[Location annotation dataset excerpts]
• • • • • • •
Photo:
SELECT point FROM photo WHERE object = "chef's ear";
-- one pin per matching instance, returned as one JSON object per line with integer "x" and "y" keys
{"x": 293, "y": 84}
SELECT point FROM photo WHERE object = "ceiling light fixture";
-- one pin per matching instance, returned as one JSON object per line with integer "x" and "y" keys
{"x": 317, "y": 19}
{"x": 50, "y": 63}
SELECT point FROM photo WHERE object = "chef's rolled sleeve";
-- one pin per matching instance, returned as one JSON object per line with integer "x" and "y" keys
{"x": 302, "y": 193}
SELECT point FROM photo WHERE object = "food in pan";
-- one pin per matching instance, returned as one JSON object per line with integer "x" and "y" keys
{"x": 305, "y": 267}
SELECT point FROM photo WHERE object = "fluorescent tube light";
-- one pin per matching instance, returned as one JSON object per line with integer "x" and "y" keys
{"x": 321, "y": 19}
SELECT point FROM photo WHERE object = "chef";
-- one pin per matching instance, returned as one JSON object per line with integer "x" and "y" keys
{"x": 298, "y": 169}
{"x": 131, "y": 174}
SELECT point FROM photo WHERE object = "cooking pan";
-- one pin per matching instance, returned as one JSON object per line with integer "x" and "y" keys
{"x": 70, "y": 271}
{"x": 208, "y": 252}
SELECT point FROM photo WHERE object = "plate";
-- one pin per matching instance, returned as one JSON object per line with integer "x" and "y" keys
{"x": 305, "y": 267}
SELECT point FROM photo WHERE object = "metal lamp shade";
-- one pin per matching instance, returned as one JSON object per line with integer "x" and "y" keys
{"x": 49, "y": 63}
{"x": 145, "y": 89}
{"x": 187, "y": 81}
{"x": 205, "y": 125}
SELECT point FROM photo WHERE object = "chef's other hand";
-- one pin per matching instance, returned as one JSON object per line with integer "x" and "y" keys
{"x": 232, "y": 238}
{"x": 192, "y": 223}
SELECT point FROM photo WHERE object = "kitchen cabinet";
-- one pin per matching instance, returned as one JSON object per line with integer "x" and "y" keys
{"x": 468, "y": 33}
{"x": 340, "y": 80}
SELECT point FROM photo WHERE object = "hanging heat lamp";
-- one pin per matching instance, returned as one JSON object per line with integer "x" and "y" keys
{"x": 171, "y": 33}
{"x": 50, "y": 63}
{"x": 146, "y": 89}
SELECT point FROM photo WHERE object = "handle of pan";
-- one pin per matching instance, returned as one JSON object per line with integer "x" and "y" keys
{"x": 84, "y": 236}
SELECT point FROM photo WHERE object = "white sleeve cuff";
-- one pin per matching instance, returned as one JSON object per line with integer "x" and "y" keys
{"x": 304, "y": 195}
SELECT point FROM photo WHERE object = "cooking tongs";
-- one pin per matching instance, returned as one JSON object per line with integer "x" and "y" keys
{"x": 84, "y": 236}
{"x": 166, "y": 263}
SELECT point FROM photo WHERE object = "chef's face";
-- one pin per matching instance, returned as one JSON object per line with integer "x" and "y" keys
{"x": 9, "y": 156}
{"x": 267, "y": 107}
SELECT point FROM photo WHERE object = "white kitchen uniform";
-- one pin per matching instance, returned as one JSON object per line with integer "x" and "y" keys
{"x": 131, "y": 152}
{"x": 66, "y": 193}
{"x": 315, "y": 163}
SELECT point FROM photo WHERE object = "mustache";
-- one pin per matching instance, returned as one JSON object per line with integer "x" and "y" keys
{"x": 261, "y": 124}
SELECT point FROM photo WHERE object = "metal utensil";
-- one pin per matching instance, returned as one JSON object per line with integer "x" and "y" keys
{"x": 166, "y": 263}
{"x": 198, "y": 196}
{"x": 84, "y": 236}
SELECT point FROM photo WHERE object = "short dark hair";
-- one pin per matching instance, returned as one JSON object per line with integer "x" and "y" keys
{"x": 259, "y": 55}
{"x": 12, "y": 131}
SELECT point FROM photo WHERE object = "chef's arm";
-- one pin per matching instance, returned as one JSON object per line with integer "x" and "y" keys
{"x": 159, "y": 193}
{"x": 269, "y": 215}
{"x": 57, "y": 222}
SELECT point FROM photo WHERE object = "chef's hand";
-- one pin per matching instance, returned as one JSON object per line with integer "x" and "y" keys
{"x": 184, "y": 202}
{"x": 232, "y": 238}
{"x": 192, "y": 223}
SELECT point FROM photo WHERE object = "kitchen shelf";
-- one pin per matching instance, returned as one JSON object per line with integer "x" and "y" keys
• • • • • • •
**GIVEN REQUEST:**
Nothing should be left out: repeat all of the data exactly.

**EXERCISE ANSWER:**
Photo:
SELECT point FROM photo WHERE object = "chef's ear";
-- one pin per matching instance, returned as one JSON object per line with integer "x" and "y" keys
{"x": 293, "y": 84}
SELECT point FROM photo WHERE object = "ceiling light fixture";
-- one pin per matching instance, returned as one JSON object per line with integer "x" and "y" keys
{"x": 317, "y": 19}
{"x": 50, "y": 63}
SELECT point FROM photo WHERE object = "chef's rolled sleeve";
-- one pin per matching instance, returned as one JSON object per line with integer "x" and "y" keys
{"x": 302, "y": 193}
SELECT point FROM photo WHERE object = "food in pan";
-- one pin per matching instance, returned as one JSON object per line with integer "x" and "y" keys
{"x": 305, "y": 267}
SELECT point FROM photo WHERE object = "fluorescent tube light";
-- one pin per matching instance, returned as one JSON object per line with integer "x" and "y" keys
{"x": 321, "y": 19}
SELECT point FROM photo WHERE object = "chef";
-- one pin per matching instance, returned as one JSON object per line with integer "x" and "y" keys
{"x": 298, "y": 169}
{"x": 131, "y": 174}
SELECT point FROM photo WHERE object = "cooking pan";
-- one pin per matching instance, returned as one JSON object per line with integer "x" and "y" keys
{"x": 70, "y": 271}
{"x": 208, "y": 252}
SELECT point FROM photo WHERE object = "plate";
-- one pin per matching instance, returned as one JSON object per line with integer "x" and "y" keys
{"x": 305, "y": 267}
SELECT point FROM photo WHERE object = "metal lamp shade";
-- one pin per matching instance, returned as one JSON object per line with integer "x" and "y" keys
{"x": 49, "y": 63}
{"x": 145, "y": 89}
{"x": 187, "y": 81}
{"x": 205, "y": 125}
SELECT point FROM photo WHERE object = "chef's other hand";
-- one pin per matching instance, returned as one JSON object per line with integer "x" and "y" keys
{"x": 232, "y": 238}
{"x": 192, "y": 223}
SELECT point FROM photo WHERE object = "kitchen cabinet";
-- one pin per matching instance, returned as one JSON object per line with integer "x" and "y" keys
{"x": 468, "y": 33}
{"x": 340, "y": 80}
SELECT point FROM photo WHERE object = "hanging heat lamp";
-- one pin per matching instance, returned as one JSON object per line with integer "x" and "y" keys
{"x": 171, "y": 33}
{"x": 50, "y": 63}
{"x": 146, "y": 89}
SELECT point FROM photo WHERE object = "handle of pan";
-- one pin per matching instance, returned as one JSON object per line with integer "x" and "y" keys
{"x": 84, "y": 236}
SELECT point FROM photo WHERE object = "white sleeve cuff";
-- one pin per matching instance, returned as one JSON object per line with integer "x" and "y" keys
{"x": 304, "y": 195}
SELECT point FROM photo WHERE object = "cooking tongs";
-- one pin per matching instance, returned as one JSON object per line with integer "x" and "y" keys
{"x": 84, "y": 236}
{"x": 166, "y": 263}
SELECT point FROM photo WHERE object = "chef's face";
-- one pin per matching instance, returned as one JSON object per line with integer "x" and "y" keys
{"x": 9, "y": 156}
{"x": 267, "y": 107}
SELECT point FROM photo WHERE object = "white kitchen uniform";
-- one pin per matching instance, returned as one JSON object per line with integer "x" and "y" keys
{"x": 131, "y": 152}
{"x": 66, "y": 193}
{"x": 315, "y": 163}
SELECT point FROM photo WHERE object = "mustache";
-- one pin per matching instance, returned as one JSON object per line with integer "x" and "y" keys
{"x": 261, "y": 124}
SELECT point FROM photo WHERE object = "metal utensil";
-- one pin per matching instance, returned as one JSON object per line with integer "x" and "y" keys
{"x": 166, "y": 263}
{"x": 198, "y": 196}
{"x": 84, "y": 236}
SELECT point FROM photo WHERE object = "short dark hair";
-- one pin per matching instance, returned as one JSON object per line with integer "x" and "y" keys
{"x": 259, "y": 55}
{"x": 12, "y": 131}
SELECT point FROM photo WHERE object = "chef's arm";
-- one pin per matching instance, returned as one JSON object per line with integer "x" and "y" keys
{"x": 159, "y": 193}
{"x": 269, "y": 215}
{"x": 57, "y": 222}
SELECT point FROM photo WHERE object = "chef's hand";
-- one pin per matching instance, returned as one JSON object per line with integer "x" and "y" keys
{"x": 184, "y": 202}
{"x": 232, "y": 238}
{"x": 192, "y": 223}
SELECT point FROM photo WHERE object = "kitchen shelf";
-- one pin per matching instance, returned as one JSON object per line with integer "x" and "y" keys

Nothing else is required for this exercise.